* [課題 A]:
文書抜粋では、フィリピンで起きた強い地震の規模はいくつとされていますか。

現代時評plus《昭和100年(2025年)10月10日》片山通夫

石破茂首相

「2025年10月10日」は奇しくも昭和100年10月10日に当たる。そしてとんでもなく多彩な出来事が世界で起こった。ある意味「これでもか!」という程だった。最初に項目を紹介したい。(順不同)
まず、フィリピンでM7.4の強い地震。公明、連立離脱。米、11月から対中追加関税100%。ノーベル平和賞、ベネズエラの民主主義の「象徴」マチャド氏。
軍事パレードで新型ICBM 北朝鮮。石破茂首相が所感「戦後80年に寄せて」表明。トランプ氏のノーベル平和賞は洒落にしても悪すぎだが、氏はレアアース問題で中国に関税100%を来月からかけると息まく。それより30年近く続いた自公連立がここに至って快勝するというニュースに「驚きと納得」が筆者の頭に同時に起こった。「驚き」は下駄の雪とも揶揄された公明党がここにきて連立離脱を決めたことだ。窮鼠猫を噛むとも違うのだが、安部政権以来、自民党はあまりにも傍若無人過ぎた。公明党はそのたびに内心はわからなかったが、下駄の雪と世間から馬鹿にされてきた。

* [提供データ]:

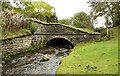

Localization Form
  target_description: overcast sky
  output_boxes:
[44,0,104,27]
[44,0,90,19]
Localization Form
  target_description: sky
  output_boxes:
[44,0,90,19]
[44,0,104,28]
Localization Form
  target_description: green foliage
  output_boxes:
[59,18,72,25]
[0,29,31,39]
[90,2,120,26]
[2,0,57,22]
[29,22,37,34]
[73,12,92,28]
[56,27,118,74]
[0,10,28,32]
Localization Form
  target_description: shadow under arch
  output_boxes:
[46,38,74,49]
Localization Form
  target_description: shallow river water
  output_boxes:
[3,48,70,74]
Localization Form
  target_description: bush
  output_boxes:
[0,10,28,32]
[29,22,37,34]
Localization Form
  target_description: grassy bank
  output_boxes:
[56,27,118,74]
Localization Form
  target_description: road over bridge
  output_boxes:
[29,18,100,48]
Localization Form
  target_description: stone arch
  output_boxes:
[46,37,74,49]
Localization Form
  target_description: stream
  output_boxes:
[2,48,70,74]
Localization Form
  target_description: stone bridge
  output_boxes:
[29,18,99,48]
[0,19,100,54]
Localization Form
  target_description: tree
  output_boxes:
[3,0,57,22]
[73,12,92,28]
[90,2,120,26]
[90,2,120,40]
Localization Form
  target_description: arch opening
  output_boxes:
[46,38,74,49]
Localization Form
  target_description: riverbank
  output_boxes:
[2,48,70,74]
[56,27,118,74]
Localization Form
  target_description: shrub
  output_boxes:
[29,21,37,34]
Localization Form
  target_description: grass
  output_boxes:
[56,27,118,74]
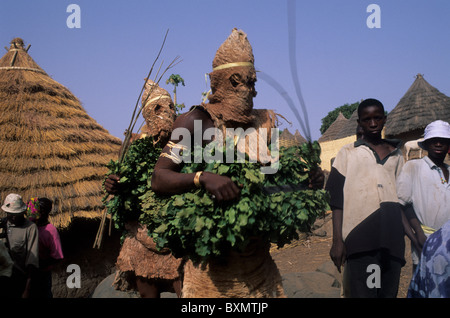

* [課題 B]:
エントリのうち、文字列「bridge」を含む行だけを残して、すべて書き出してください。大文字と小文字は区別します。

* [解答 A]:
M7.4とされています。

* [解答 B]:
  target_description: road over bridge
  target_description: stone bridge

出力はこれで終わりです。